(Dataset records)

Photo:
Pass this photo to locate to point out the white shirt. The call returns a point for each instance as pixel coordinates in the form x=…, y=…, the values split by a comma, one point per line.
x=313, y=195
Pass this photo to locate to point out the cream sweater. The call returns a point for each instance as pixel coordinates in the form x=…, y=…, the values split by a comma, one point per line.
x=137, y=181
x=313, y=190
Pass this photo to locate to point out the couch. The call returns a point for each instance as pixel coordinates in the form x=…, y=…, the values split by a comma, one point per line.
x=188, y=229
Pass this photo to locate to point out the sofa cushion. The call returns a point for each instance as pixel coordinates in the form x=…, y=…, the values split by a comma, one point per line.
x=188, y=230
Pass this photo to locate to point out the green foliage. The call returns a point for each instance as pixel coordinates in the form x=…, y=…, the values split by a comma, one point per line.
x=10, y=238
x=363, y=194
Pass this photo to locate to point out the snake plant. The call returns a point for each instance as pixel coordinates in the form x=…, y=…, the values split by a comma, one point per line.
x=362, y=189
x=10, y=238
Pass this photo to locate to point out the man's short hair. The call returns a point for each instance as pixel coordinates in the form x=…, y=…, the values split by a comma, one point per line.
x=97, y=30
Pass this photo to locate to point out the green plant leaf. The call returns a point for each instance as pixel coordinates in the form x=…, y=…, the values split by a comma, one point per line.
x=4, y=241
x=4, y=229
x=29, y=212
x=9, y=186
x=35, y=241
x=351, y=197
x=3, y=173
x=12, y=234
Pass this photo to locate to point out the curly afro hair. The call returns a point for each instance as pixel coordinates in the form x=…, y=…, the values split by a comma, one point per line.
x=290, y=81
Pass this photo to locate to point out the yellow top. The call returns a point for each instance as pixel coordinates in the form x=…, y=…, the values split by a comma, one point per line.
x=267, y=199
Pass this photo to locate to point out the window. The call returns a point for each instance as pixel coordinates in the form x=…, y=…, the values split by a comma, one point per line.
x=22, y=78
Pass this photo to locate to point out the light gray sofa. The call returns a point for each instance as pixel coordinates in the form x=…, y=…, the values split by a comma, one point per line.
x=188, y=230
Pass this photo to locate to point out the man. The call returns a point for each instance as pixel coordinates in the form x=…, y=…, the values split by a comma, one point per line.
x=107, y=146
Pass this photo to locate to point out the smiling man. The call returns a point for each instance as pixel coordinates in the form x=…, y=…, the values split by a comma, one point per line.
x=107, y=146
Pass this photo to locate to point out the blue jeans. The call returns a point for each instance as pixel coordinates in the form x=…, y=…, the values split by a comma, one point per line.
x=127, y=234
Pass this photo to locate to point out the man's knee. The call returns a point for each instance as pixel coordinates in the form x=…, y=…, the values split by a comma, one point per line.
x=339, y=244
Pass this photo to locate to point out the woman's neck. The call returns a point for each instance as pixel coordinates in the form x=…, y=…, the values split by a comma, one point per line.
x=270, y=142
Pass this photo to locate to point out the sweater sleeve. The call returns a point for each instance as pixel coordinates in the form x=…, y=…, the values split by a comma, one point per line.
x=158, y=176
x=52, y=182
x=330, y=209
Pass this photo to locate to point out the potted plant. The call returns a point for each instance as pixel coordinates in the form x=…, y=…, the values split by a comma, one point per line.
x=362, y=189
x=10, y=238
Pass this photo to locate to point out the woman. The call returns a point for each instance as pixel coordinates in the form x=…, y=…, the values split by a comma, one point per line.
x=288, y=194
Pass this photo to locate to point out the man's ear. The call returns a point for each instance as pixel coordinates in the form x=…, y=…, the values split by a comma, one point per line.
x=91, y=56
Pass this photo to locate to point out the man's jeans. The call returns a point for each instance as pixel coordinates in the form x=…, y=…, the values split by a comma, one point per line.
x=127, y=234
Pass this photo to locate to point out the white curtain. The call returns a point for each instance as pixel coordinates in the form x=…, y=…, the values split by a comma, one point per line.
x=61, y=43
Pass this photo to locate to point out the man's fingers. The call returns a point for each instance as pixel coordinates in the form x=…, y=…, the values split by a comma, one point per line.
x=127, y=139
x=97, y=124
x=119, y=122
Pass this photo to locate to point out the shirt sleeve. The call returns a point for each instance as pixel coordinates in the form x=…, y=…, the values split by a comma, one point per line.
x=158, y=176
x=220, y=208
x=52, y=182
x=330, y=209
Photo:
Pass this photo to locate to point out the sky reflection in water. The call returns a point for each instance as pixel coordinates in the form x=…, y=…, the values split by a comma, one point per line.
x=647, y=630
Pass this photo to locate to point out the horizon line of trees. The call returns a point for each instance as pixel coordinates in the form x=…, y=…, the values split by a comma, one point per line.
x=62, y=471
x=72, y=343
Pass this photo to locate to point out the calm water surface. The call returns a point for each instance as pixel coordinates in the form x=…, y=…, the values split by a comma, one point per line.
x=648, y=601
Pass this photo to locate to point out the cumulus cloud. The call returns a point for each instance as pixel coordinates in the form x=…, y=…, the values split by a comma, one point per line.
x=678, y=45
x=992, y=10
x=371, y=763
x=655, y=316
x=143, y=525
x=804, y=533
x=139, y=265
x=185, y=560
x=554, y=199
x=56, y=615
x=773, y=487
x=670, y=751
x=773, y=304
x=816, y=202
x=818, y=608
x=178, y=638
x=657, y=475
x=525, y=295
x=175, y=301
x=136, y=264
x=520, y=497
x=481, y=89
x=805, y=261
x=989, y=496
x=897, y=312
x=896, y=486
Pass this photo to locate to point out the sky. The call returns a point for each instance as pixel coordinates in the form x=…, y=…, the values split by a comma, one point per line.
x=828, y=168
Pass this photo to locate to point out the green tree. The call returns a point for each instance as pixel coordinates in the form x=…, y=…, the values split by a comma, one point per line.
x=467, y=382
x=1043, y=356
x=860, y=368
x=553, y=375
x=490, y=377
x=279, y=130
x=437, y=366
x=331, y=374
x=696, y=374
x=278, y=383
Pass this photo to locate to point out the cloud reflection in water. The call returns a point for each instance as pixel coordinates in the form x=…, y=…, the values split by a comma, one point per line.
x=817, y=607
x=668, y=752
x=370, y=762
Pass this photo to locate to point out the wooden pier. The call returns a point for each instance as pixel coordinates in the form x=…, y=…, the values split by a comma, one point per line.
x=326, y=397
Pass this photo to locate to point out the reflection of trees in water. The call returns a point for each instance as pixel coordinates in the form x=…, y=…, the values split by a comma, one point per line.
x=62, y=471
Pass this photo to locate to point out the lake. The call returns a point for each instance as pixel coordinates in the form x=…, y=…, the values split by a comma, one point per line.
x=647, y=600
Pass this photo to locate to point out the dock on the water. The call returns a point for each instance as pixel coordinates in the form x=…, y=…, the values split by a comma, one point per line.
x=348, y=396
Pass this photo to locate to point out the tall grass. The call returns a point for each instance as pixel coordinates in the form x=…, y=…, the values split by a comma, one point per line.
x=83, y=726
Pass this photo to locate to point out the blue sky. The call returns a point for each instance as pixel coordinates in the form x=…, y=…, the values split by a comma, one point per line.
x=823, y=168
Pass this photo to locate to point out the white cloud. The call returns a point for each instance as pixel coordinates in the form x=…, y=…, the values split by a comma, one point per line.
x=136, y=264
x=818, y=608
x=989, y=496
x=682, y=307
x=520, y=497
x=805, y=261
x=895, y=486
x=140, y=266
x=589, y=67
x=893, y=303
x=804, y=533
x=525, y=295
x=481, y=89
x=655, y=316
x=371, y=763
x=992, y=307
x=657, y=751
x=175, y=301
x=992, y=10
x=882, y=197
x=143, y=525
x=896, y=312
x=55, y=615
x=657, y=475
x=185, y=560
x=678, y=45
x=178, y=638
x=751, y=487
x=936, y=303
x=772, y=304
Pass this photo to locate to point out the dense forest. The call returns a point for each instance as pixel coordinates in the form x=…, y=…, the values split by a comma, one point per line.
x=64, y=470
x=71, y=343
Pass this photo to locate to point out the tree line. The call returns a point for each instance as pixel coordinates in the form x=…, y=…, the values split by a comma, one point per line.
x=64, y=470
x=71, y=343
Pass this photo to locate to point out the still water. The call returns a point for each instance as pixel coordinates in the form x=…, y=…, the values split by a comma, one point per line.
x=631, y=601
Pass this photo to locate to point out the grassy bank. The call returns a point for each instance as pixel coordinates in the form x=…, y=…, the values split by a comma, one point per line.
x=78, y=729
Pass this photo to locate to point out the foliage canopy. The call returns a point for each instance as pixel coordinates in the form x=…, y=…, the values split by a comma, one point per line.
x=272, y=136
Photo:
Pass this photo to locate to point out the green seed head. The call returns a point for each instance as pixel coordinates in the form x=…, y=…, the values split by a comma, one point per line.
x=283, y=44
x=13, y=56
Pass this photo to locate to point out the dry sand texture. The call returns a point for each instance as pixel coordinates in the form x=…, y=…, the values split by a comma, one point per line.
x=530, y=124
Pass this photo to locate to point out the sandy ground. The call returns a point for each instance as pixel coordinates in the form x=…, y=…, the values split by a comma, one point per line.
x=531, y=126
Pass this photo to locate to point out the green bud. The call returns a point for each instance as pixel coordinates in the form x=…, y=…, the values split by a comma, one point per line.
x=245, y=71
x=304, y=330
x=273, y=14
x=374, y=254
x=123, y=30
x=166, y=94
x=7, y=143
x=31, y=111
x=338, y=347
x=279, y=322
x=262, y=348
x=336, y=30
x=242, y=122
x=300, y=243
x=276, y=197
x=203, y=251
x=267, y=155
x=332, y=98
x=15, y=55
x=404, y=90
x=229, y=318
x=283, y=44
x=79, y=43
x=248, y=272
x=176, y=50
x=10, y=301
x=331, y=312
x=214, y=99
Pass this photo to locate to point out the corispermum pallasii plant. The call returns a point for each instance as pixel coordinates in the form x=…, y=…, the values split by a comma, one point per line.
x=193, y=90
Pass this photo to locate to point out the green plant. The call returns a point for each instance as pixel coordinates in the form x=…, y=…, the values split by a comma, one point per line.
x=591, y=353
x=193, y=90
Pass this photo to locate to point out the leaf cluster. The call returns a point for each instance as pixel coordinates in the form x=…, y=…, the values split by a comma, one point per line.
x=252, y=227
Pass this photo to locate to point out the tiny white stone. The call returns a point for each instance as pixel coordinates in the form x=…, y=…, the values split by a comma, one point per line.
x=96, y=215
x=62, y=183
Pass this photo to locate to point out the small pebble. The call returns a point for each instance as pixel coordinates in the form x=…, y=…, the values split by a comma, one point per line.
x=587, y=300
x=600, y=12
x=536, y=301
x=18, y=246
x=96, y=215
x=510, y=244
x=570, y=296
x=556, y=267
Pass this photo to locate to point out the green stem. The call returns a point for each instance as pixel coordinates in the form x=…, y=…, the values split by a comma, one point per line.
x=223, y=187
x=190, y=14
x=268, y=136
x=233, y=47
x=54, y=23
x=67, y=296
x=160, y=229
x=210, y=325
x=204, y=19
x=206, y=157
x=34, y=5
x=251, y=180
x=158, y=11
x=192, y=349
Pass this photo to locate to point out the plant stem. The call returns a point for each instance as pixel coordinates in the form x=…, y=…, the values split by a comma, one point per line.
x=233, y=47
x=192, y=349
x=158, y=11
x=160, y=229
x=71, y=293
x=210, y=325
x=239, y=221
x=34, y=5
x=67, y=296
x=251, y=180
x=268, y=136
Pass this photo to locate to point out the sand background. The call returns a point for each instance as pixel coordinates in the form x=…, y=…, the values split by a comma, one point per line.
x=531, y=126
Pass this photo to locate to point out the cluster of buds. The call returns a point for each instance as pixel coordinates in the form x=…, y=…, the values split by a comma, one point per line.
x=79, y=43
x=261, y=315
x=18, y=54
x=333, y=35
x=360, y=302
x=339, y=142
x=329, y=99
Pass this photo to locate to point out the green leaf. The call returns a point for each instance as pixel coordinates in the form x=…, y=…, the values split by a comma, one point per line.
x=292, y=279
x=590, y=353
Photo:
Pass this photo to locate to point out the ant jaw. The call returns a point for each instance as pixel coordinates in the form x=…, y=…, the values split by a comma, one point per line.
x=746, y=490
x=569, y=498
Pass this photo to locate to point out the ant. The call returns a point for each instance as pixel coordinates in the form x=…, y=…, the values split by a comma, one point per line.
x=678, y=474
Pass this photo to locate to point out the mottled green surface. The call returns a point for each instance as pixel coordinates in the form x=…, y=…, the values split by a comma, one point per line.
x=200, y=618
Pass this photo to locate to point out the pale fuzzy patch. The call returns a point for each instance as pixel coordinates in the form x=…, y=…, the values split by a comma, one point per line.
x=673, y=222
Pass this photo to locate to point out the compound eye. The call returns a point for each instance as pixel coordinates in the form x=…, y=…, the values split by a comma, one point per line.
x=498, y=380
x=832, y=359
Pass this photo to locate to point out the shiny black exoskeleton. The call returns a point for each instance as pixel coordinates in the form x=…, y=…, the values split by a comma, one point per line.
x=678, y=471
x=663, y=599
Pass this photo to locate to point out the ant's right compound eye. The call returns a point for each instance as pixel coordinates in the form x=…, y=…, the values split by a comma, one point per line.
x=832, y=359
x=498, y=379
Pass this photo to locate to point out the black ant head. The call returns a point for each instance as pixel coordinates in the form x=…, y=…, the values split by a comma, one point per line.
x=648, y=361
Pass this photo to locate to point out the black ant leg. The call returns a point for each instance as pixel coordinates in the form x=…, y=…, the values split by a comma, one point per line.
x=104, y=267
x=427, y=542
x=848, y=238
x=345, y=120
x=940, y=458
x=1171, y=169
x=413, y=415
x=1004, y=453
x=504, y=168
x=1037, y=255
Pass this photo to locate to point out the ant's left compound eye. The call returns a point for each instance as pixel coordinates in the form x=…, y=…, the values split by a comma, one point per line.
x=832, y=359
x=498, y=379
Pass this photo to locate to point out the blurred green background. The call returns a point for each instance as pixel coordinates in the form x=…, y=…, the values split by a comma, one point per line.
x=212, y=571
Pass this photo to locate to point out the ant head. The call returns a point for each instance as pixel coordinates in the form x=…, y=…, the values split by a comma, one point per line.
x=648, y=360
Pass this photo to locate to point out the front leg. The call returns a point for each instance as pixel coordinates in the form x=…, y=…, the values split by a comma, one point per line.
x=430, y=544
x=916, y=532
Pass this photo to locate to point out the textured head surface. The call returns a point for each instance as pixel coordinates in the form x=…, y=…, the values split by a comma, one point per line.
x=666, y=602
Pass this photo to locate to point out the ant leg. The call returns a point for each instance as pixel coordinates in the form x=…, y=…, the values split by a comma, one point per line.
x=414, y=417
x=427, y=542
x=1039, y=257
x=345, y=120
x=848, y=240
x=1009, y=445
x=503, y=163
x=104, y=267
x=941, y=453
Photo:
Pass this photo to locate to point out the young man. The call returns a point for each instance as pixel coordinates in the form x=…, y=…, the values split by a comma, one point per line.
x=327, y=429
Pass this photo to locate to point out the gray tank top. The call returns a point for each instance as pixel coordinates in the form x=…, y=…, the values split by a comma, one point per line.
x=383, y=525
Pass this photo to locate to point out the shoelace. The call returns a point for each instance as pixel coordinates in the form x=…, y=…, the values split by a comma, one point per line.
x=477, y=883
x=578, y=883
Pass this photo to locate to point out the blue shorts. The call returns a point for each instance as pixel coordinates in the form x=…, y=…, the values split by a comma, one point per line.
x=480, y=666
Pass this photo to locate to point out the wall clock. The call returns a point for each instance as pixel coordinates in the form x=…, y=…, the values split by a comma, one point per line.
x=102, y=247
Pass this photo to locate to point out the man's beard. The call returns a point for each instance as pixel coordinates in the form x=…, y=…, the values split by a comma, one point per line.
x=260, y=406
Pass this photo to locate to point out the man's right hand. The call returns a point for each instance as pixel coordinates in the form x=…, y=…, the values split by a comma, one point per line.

-- Problem details --
Reproduce the lines between the one holding "Pass this photo to locate to point out the cloud" and the one holding "x=326, y=397", inclusive, changing "wooden pier" to "wooden jetty" and keeping everything else the same.

-- Complete response --
Pass this photo to locate to point out the cloud reflection in water. The call returns a point for each instance as pixel coordinates in the form x=…, y=…, the values split by a comma, one point per line.
x=817, y=607
x=668, y=752
x=370, y=762
Pass this photo to locate to point out the wooden jetty. The call returns a point for each instance as pixel coordinates in the form x=…, y=…, the values split by a comma, one point per line.
x=326, y=397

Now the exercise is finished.